Object detection data -
════════════════════

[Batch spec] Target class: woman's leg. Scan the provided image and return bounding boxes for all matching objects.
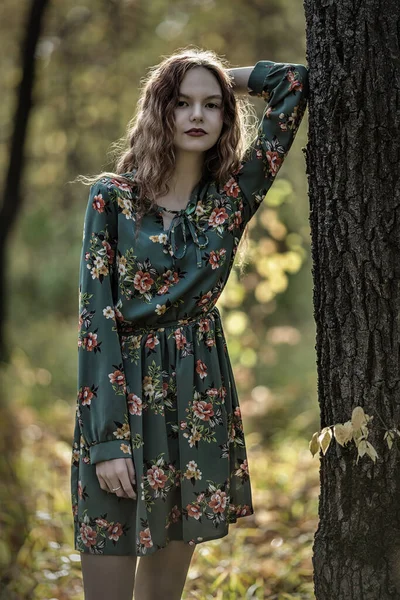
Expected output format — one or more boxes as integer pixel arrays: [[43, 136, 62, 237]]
[[81, 553, 137, 600], [135, 540, 195, 600]]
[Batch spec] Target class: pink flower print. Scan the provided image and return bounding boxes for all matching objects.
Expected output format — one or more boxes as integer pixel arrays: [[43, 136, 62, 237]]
[[145, 333, 160, 350], [206, 388, 219, 397], [174, 329, 187, 350], [157, 284, 169, 296], [101, 240, 115, 265], [107, 523, 123, 542], [197, 291, 212, 309], [114, 306, 124, 323], [78, 386, 94, 406], [208, 208, 228, 227], [224, 177, 239, 198], [127, 394, 143, 417], [78, 481, 83, 500], [83, 333, 98, 352], [208, 490, 227, 513], [139, 527, 153, 548], [199, 319, 210, 333], [236, 504, 252, 517], [186, 503, 201, 521], [110, 178, 131, 192], [95, 517, 110, 527], [170, 504, 181, 523], [147, 465, 168, 490], [208, 248, 226, 269], [240, 458, 249, 475], [133, 271, 154, 294], [196, 358, 207, 379], [193, 400, 214, 421], [92, 194, 106, 213], [80, 523, 97, 547], [163, 269, 179, 285], [108, 369, 126, 390]]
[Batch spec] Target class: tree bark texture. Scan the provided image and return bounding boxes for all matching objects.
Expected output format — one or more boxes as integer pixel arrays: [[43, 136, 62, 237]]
[[304, 0, 400, 600]]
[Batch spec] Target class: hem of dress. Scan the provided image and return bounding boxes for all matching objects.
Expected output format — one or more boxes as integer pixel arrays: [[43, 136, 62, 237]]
[[74, 510, 254, 558]]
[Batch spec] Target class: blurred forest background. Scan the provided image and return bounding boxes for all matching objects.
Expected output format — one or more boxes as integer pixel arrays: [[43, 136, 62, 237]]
[[0, 0, 319, 600]]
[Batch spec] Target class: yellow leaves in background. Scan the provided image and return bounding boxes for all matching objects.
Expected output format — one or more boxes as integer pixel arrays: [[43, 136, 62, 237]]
[[309, 406, 380, 464]]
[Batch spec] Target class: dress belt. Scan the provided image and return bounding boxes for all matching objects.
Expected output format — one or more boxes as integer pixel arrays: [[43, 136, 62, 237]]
[[117, 305, 221, 336]]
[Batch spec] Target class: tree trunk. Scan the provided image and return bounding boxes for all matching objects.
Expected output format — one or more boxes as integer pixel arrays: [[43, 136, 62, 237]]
[[304, 0, 400, 600], [0, 0, 49, 362]]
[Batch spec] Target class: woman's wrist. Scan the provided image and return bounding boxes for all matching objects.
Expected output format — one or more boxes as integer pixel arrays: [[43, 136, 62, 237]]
[[228, 66, 254, 94]]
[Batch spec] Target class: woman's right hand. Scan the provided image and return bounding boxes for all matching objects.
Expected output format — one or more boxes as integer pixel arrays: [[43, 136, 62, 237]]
[[96, 457, 137, 500]]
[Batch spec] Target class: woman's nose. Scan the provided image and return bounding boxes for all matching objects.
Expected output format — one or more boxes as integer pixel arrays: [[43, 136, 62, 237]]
[[192, 105, 203, 119]]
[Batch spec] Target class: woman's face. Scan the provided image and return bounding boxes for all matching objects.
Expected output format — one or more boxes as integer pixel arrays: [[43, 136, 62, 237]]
[[174, 67, 223, 153]]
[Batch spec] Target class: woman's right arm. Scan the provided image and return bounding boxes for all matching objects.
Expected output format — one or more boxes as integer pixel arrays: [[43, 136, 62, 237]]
[[77, 179, 136, 500]]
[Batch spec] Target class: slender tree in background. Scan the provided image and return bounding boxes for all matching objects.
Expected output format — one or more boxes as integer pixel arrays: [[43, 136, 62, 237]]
[[0, 0, 48, 600], [304, 0, 400, 600], [0, 0, 49, 362]]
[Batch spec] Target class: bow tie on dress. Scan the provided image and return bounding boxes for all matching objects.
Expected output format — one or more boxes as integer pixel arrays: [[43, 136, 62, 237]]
[[160, 207, 208, 267]]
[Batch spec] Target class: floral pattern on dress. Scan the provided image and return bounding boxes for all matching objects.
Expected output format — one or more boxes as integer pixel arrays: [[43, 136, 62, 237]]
[[71, 60, 308, 556]]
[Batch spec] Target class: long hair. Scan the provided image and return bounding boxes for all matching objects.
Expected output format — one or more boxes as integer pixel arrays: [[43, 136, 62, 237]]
[[74, 47, 257, 270]]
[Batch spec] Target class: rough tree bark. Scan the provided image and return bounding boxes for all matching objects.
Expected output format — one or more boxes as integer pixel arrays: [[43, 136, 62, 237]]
[[304, 0, 400, 600]]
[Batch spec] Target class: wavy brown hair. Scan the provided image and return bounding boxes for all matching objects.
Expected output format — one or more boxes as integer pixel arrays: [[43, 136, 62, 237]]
[[74, 47, 256, 270]]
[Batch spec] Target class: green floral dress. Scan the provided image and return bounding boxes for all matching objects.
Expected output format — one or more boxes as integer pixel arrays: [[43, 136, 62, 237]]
[[71, 60, 308, 556]]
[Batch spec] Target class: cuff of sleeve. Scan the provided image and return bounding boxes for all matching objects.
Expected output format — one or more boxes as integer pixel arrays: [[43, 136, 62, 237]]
[[89, 440, 132, 465], [247, 60, 268, 96]]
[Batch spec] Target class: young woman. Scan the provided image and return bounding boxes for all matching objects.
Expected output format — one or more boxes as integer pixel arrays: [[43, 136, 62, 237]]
[[71, 48, 308, 600]]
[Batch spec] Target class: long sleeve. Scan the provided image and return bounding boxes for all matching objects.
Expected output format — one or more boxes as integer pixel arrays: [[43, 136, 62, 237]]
[[77, 180, 132, 464], [231, 60, 309, 226]]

════════════════════

Write out all of the rows above word for word, leaving out the pictures.

[Batch spec] Target class: woman's leg. Scan the provided image and return bounding boxes for all matching objects.
Expected output format — one or more boxes as integer pixel arrays: [[43, 136, 62, 237]]
[[81, 553, 137, 600], [135, 540, 195, 600]]
[Batch spec] Target class: pink flower print. Scan the provided image and return bounding boxes for all matching objects.
Expected output format — one or more boxes as integer pixel arrays: [[43, 136, 62, 237]]
[[145, 333, 160, 350], [206, 388, 219, 397], [174, 329, 187, 350], [157, 284, 169, 296], [101, 240, 115, 265], [107, 523, 123, 542], [197, 291, 212, 309], [114, 306, 124, 323], [78, 386, 94, 406], [208, 208, 228, 227], [224, 177, 239, 198], [127, 394, 143, 417], [78, 481, 83, 500], [83, 333, 98, 352], [208, 490, 227, 513], [139, 527, 153, 548], [199, 319, 210, 333], [236, 504, 252, 517], [186, 503, 201, 521], [110, 178, 131, 192], [95, 517, 110, 527], [170, 504, 181, 523], [147, 465, 168, 490], [208, 248, 226, 269], [240, 458, 249, 475], [133, 271, 154, 294], [196, 358, 207, 379], [193, 400, 214, 421], [92, 194, 106, 213], [80, 523, 97, 547], [163, 269, 179, 285], [108, 369, 126, 390]]
[Batch spec] Target class: tree bark texture. Scan the provided image and return bounding boxes for all matching objects.
Expected output format — one or more boxes as integer pixel arrays: [[43, 136, 62, 237]]
[[304, 0, 400, 600]]
[Batch spec] Target class: hem of dress. Scan the provided image and return bounding boxes for all matching objects.
Expected output format — one or more boxes as integer pixel arrays: [[43, 136, 62, 237]]
[[74, 510, 254, 558]]
[Batch spec] Target class: blurred forest background. Scan the provided image and return bounding boxes for all matching objects.
Expected output format — one or more boxes as integer pixel arrays: [[43, 136, 62, 237]]
[[0, 0, 319, 600]]
[Batch spec] Target class: yellow leaves in background. Scan the provided image and return bounding boxes for all matching objects.
Expected output format — one or more boxes as integer pixel arrays: [[43, 136, 62, 237]]
[[309, 406, 380, 464]]
[Batch spec] Target class: dress belt. Scan the provided image and return bounding boxes for all matching objects.
Expected output format — one or more boxes as integer pixel arrays: [[43, 136, 62, 237]]
[[117, 305, 221, 336]]
[Batch spec] Target class: tree trunk. Scan the provided image and return bounding boxes for all matching objects.
Expected output format — one or more boxes as integer pixel arrays: [[43, 136, 62, 237]]
[[304, 0, 400, 600], [0, 0, 49, 362]]
[Batch spec] Target class: woman's wrist. Scan the provided image and return bounding boxes for all matching objects.
Expected output format — one or more boxes as integer pixel arrays: [[43, 136, 62, 237]]
[[228, 66, 254, 94]]
[Batch spec] Target class: woman's right hand. Scan the provided image and return bounding boxes for all matching objects.
Expected output format — one or more boxes as integer pixel arrays: [[43, 136, 62, 237]]
[[96, 457, 137, 500]]
[Batch spec] Target class: woman's nose. Scan the provided image and return bounding boxes for all matching objects.
Expected output format — one or more boxes as integer pixel arrays: [[43, 136, 62, 237]]
[[192, 105, 203, 119]]
[Batch spec] Target class: woman's face. Scan the provided image and return bounding boxes for all matching objects.
Expected output format — one or more boxes as integer pixel arrays: [[43, 136, 62, 237]]
[[174, 67, 223, 153]]
[Batch spec] Target class: woman's right arm. Scan the provided image and return bounding boxes for all matching objects.
Expected output format — one or more boxes as integer pixel arrays: [[43, 136, 62, 237]]
[[77, 179, 136, 500]]
[Batch spec] Target class: slender tree in background. Scan the provided image and return bounding boxes for all matching objects.
Expected output format — one or more boxes as integer pixel arrays: [[43, 136, 62, 237]]
[[0, 0, 48, 600], [304, 0, 400, 600], [0, 0, 49, 362]]
[Batch spec] Target class: bow tie on dress. Scan the provided image and return bounding boxes for all matching objects.
Expected output format — one or more boxes as integer pixel arrays: [[43, 136, 62, 237]]
[[160, 207, 208, 267]]
[Batch spec] Target class: floral pattern on dress. Scan the provided image and return bounding boxes for all matching objects.
Expected output format — one or more boxes as integer pixel arrays: [[43, 136, 62, 237]]
[[71, 60, 308, 556]]
[Batch spec] Target class: long hair. Scan the provided image and return bounding boxes for all matching objects.
Expected output format — one or more boxes as integer pixel arrays: [[43, 136, 62, 237]]
[[74, 47, 257, 270]]
[Batch spec] Target class: rough tree bark. Scan the provided image and return bounding boxes for all matching objects.
Expected output format — one or more boxes as integer pixel arrays: [[43, 136, 62, 237]]
[[304, 0, 400, 600]]
[Batch spec] Target class: wavy brown hair. Scan the provided image and return bounding boxes for all matching objects.
Expected output format — one or more boxes as integer pixel arrays: [[43, 136, 62, 237]]
[[74, 47, 256, 270]]
[Batch spec] Target class: green floral dress. Scan the provided image and return bounding boxes for all matching objects.
Expected output format — one or more boxes as integer pixel arrays: [[43, 136, 62, 237]]
[[71, 60, 308, 556]]
[Batch spec] Target class: cuff of sleeve. Scan the provided image and return bounding boxes for all matching objects.
Expected output format — one or more boxes as integer pixel arrays: [[43, 136, 62, 237]]
[[89, 440, 132, 465], [247, 60, 268, 96]]
[Batch spec] Target class: young woman. Scan the provided image and return bounding boxes for all matching objects.
Expected output format — one or more boxes as integer pixel arrays: [[43, 136, 62, 237]]
[[71, 48, 308, 600]]
[Batch spec] Target class: long sleeve. Scan the provided image and return bounding boxes for all matching objects.
Expected output format — one or more boxes as integer pixel arrays: [[43, 136, 62, 237]]
[[77, 180, 132, 464], [231, 60, 309, 226]]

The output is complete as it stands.